### Given text:
But understanding was not the whole of it. As both the Guntrip analysis and the treatment of Gabrielle show, he also made both children and adults feel the presence of a good mother, before whom they were free to emerge. Rodman suggests that these great gifts were not unconnected to Winnicott's ethical failures. He sometimes felt, apparently, that he had moved beyond the need to consider normal ethical rules. Since he could on occasion defy convention with brilliant success, he trusted his own idiosyncratic judgment too far.

One can find much to criticize in Winnicott's ideas, as well as in his practical judgment. His account of the role of the father is grossly deficient, perhaps as a result of the fact that he never completely worked out his intuitive ideas about the malleability of gender and the relationship between rigid gender norms and the False Self. His ideas about the True Self sometimes verge on an excessive romanticism, as when he suggests that any communication with the outside world involves a deformation of a True Self, which is fundamentally incommunicado. At other times he more plausibly suggests that the True Self, if all goes well, will develop capacities for communication and reciprocity. But the mark of his childhood remained, and he repeatedly stressed (excessively, to my mind) the artificiality of the social, the radically asocial nature of all that is authentic. (Here he really is Brontë's heir.)

I am also unconvinced by Winnicott's constant connection between self-assertion and "hate," a word that he used too loosely. A person who has been repressed by demands for conformity might indeed hate those demands, and might feel the assertion of the self as a form of aggression; and such, clearly, was Winnicott's personal situation. But in the more benign case in which the capacity for concern and social interaction develops in partnership with love, self-assertion (and the sexuality that he linked to it) may take a wider range of forms. Winnicott implicitly acknowledges this, in his insightful remarks about art, culture, and play, but these notions remain inconsistently integrated into his writings.

### What to do:
1. How does the passage on Winnicott judge his account of the role of the father?
2. Carry on the passage on Winnicott, starting after its final sentence.
The material after this point is separate and has nothing to do with the passage on Winnicott.

### Information provided:

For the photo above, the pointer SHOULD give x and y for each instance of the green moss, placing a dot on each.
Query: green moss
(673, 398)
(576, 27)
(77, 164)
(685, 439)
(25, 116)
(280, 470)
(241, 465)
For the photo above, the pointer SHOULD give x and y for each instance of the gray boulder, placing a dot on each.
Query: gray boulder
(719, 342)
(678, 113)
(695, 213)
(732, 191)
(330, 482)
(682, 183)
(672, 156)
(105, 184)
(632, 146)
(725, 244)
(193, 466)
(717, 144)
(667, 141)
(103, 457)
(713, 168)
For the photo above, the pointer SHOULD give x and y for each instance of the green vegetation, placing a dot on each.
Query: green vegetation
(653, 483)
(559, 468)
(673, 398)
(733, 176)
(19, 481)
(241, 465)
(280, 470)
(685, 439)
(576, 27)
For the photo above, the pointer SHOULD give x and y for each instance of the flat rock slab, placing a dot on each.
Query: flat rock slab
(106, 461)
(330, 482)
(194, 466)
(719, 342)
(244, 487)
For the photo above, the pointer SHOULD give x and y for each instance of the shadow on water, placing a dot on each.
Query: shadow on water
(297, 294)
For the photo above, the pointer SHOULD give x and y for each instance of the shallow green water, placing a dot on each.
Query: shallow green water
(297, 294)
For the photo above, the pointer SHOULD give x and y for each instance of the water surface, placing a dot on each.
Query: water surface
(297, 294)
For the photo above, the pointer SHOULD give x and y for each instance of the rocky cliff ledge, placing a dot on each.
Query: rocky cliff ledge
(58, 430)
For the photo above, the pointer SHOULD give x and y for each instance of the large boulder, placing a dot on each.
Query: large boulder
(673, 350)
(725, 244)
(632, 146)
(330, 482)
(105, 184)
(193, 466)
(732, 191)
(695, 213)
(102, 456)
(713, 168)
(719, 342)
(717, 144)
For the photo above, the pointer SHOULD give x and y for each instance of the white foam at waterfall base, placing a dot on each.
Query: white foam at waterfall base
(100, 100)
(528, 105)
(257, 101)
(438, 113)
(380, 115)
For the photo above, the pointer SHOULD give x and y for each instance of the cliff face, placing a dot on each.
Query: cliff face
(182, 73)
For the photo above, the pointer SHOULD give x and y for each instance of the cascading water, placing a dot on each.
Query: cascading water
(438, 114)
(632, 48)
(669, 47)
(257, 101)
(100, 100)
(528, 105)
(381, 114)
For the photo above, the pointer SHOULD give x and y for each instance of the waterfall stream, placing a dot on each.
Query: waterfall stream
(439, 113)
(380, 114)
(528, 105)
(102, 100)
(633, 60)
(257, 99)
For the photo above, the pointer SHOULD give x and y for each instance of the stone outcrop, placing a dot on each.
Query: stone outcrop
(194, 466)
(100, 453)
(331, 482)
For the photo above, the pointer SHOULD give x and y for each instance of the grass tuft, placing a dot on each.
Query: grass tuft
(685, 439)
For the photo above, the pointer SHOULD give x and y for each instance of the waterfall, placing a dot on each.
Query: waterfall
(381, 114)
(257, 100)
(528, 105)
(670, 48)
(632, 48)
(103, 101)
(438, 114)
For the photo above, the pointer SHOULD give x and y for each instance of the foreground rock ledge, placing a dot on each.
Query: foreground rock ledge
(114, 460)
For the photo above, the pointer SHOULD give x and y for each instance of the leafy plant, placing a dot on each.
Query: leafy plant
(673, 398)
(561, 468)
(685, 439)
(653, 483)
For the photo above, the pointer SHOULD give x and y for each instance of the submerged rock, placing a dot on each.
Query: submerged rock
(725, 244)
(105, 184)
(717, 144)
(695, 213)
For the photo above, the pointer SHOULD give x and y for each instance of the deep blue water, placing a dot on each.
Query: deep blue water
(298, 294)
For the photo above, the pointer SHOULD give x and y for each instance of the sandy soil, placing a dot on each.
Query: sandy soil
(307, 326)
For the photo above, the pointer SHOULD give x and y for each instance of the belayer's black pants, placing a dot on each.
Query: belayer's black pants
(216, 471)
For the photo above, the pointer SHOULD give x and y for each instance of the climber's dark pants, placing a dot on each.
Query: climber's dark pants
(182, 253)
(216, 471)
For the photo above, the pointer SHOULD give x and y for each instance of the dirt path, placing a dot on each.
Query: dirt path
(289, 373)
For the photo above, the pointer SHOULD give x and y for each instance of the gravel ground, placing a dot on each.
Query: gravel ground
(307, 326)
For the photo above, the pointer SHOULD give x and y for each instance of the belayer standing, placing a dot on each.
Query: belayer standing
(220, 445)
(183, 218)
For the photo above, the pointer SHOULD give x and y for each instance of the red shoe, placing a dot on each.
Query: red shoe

### Written answers:
1. It calls his account of the father's role grossly deficient.

2.
These are trivial matters, though, in comparison with the rich re-orientation that Winnicott gave to the theory and the practice of analysis. He was a poet among theoreticians, as he was a compassionate doctor among analysts. If one can derive many related insights from the reading of his favorite authors, such as Shakespeare, Wordsworth, and Henry James, he was able to formulate these insights into guidelines for the therapeutic treatment of unhappy people, giving psychoanalysis a hopeful face, one that emphasized people's capacities for love and society's capacity for "holding" diversity, play, and freedom.

Indeed, one may learn many things about contemporary political life by posing systematically the question of what it would be like for society to become, in Winnicott's sense, a "facilitating environment" for its citizens. In thinking this idea through, one would come upon an enriched conception of the meaning of liberal "individualism": not selfishness, but the ability to grow and to express oneself; not solitary self-sufficiency, but "subtle interplay"; not the transcendence of human passions, but the secure "holding" of human need and imperfection.

In the end, the really important thing for Winnicott the theorist was the genuine flourishing of each person, and the same was true of Winnicott the doctor. At the end of his analysis of Gabrielle, as the five-year-old prepares to leave him, he remarks, "So the Winnicott you invented was all yours and he's now finished with, and no one else can ever have him." The two sit together, reading an animal book. Then he tells her, "I know when you are really shy, and that is when you want to tell me that you love me." And he records: "She was very positive in her gesture of assent."